[What is asked]
Return every row from the one containing "of the fish." down to the one containing "[16,36,500,305]", both included, reproduced verbatim and with nothing else.

[Listing]
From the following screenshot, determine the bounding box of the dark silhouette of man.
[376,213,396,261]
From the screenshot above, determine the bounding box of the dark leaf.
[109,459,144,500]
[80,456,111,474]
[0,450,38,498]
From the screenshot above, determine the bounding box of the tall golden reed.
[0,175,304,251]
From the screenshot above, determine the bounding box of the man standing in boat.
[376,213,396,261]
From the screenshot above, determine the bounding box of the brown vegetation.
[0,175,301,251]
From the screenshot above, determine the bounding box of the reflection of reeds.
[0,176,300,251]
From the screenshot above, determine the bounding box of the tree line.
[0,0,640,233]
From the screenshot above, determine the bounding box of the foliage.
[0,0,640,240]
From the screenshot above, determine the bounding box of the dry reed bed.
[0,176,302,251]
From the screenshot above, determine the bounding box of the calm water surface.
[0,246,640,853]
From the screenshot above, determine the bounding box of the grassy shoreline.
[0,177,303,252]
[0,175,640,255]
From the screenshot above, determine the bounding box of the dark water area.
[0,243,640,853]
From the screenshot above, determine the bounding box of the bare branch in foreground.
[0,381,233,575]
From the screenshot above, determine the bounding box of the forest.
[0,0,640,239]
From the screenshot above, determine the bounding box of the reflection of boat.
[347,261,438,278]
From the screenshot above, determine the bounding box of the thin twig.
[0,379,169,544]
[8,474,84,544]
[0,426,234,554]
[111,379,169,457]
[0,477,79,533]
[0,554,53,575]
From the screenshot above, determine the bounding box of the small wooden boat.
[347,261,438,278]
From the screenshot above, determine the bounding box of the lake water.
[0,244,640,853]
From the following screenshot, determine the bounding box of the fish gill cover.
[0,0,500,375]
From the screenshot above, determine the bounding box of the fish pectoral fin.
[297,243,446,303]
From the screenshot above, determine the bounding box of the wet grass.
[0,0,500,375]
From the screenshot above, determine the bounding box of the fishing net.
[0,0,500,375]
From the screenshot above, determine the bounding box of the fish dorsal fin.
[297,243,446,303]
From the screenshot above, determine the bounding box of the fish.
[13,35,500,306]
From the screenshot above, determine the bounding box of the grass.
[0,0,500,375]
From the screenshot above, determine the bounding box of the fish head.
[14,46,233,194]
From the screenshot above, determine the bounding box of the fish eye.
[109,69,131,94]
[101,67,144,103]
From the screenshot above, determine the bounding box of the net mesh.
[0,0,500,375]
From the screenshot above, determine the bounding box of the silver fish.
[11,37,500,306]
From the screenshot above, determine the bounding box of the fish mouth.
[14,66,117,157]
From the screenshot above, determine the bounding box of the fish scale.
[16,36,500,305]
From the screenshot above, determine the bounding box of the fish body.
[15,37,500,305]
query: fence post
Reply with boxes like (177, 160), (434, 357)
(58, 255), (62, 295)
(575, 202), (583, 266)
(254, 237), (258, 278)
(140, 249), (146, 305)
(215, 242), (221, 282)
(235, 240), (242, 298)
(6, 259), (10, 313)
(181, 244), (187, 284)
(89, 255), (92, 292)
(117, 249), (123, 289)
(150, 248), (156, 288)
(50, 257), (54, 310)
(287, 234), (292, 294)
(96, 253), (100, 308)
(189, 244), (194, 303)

[Answer]
From the screenshot above, determine the bounding box of the fish.
[13,35,500,306]
From the screenshot above, determine the bounding box of the grass.
[0,0,500,375]
From the screenshot above, determine the bounding box of the fish head.
[14,46,233,194]
From the screenshot above, determine the bounding box of the fish eye.
[109,69,131,94]
[101,67,144,103]
From the screenshot above, determine the bounding box of the net mesh.
[0,0,500,375]
From the screenshot above, determine the bounding box of the silver fish.
[11,37,500,306]
From the screenshot above, determine the bounding box of the fish mouth.
[14,66,117,157]
From the screenshot above, determine the bounding box of the fish scale.
[16,36,500,305]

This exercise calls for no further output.